■ Texte de l'exercice
Mme Beaudin : Je vais probablement vous transmettre l’information par l’entremise de la greffière pour vous répondre avec précision. Sinon, je vous donnerais probablement une réponse incomplète.
Je ne sais pas ce qu’il en est pour vous et votre collectivité.
Mme Neacappo : Je n’ai pas bien compris la question.
Le sénateur D. Patterson : Nous menons une étude afin de présenter un rapport et des recommandations au gouvernement. C’est pourquoi je posais la question au sujet de l’argent que vous avez reçu jusqu’à présent pour faire votre travail, du délai fixé et des autres ressources dont vous pourriez avoir besoin.
Je me rends compte que c’est une question détaillée, donc, si vous préférez transmettre l’information à la greffière, nous pouvons procéder de la sorte, si vous ne l’avez pas sous la main.
Mme Beaudin : Pour les besoins de la cause, je préférerais transmettre l’information à la greffière.
Le sénateur D. Patterson : Bien entendu. Merci.
Si je peux me permettre, j’aimerais savoir ce qui est arrivé au bâtiment du pensionnat. J’ai vu une photo du bâtiment, en 1923, et je crois comprendre qu’il a perdu sa vocation de pensionnat et qu’il est devenu une résidence pour étudiants ou un centre d’éducation communautaire.
Pouvez-vous nous en dire un peu sur l’histoire de ce bâtiment? Je ne sais plus s’il a fermé ses portes ou s’il sert à autre chose.

■ Données enregistrées
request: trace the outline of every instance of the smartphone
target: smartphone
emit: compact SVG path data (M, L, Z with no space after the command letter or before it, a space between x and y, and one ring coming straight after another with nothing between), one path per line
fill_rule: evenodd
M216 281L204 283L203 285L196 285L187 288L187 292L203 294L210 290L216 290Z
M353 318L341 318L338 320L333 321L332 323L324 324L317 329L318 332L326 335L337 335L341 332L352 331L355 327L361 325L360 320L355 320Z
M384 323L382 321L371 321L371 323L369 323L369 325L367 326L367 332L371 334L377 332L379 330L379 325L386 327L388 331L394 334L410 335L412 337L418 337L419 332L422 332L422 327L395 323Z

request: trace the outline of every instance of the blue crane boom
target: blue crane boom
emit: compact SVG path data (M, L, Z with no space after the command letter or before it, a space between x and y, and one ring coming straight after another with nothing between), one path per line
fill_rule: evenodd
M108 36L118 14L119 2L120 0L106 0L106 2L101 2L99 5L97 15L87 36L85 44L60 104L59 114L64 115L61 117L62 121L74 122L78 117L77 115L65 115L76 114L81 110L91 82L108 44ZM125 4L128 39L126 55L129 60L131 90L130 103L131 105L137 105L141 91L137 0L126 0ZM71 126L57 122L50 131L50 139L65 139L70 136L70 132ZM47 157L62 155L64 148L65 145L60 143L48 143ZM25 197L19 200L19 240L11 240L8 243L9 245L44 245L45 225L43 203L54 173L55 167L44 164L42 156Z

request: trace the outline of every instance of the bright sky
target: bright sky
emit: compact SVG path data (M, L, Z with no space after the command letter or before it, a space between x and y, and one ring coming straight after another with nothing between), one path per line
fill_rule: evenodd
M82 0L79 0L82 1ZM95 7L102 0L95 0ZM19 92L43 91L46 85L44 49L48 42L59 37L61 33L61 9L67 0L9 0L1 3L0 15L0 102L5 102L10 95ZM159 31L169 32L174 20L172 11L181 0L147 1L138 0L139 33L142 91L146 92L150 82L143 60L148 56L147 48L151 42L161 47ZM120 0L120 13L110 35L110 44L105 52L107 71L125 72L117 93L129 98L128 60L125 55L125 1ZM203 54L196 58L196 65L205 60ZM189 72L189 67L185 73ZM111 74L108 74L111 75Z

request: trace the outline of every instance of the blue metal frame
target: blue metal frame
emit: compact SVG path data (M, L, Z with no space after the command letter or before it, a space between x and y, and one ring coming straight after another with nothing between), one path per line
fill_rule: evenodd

■ Action requise
D'après la transcription, de quelle année date la photo du bâtiment du pensionnat que le sénateur D. Patterson dit avoir vue ? La liste ne joue aucun rôle ici.

■ Corrigé
1923